#### [Natural-language object grounding data]

<<<<

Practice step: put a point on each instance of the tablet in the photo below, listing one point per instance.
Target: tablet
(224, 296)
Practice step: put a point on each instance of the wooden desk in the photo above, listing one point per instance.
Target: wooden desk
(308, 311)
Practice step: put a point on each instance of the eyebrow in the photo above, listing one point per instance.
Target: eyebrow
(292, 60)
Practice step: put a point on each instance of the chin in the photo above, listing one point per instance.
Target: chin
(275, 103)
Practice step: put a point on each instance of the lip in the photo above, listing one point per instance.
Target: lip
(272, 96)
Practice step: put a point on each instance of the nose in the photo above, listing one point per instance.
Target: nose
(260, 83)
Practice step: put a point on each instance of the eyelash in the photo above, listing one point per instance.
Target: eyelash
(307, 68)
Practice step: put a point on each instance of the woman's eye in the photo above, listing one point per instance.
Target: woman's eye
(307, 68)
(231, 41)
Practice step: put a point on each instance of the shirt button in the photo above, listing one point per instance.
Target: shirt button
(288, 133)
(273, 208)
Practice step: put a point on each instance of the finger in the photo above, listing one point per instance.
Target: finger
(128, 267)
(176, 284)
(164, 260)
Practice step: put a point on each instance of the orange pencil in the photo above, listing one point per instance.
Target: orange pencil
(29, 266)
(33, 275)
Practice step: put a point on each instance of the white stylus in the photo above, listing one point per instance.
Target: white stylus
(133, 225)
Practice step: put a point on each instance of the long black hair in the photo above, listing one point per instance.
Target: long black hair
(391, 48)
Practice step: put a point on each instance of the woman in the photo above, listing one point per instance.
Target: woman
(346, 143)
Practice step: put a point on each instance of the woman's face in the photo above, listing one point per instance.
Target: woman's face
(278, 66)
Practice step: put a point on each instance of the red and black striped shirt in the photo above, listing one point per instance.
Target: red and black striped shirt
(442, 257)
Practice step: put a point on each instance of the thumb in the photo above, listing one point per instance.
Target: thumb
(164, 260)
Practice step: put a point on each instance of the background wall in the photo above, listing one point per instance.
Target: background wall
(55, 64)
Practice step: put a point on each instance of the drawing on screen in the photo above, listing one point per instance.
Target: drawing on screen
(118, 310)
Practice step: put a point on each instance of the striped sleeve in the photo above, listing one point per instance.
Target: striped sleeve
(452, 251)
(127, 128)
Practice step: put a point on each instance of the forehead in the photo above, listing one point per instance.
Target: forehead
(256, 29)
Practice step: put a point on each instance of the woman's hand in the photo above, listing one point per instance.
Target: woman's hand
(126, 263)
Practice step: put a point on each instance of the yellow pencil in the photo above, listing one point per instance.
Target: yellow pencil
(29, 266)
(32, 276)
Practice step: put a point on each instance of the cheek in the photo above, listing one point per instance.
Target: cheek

>>>>

#### [Task to complete]
For the records above, state the number of lines that include the string "cheek" and add nothing.

#### [Written solution]
2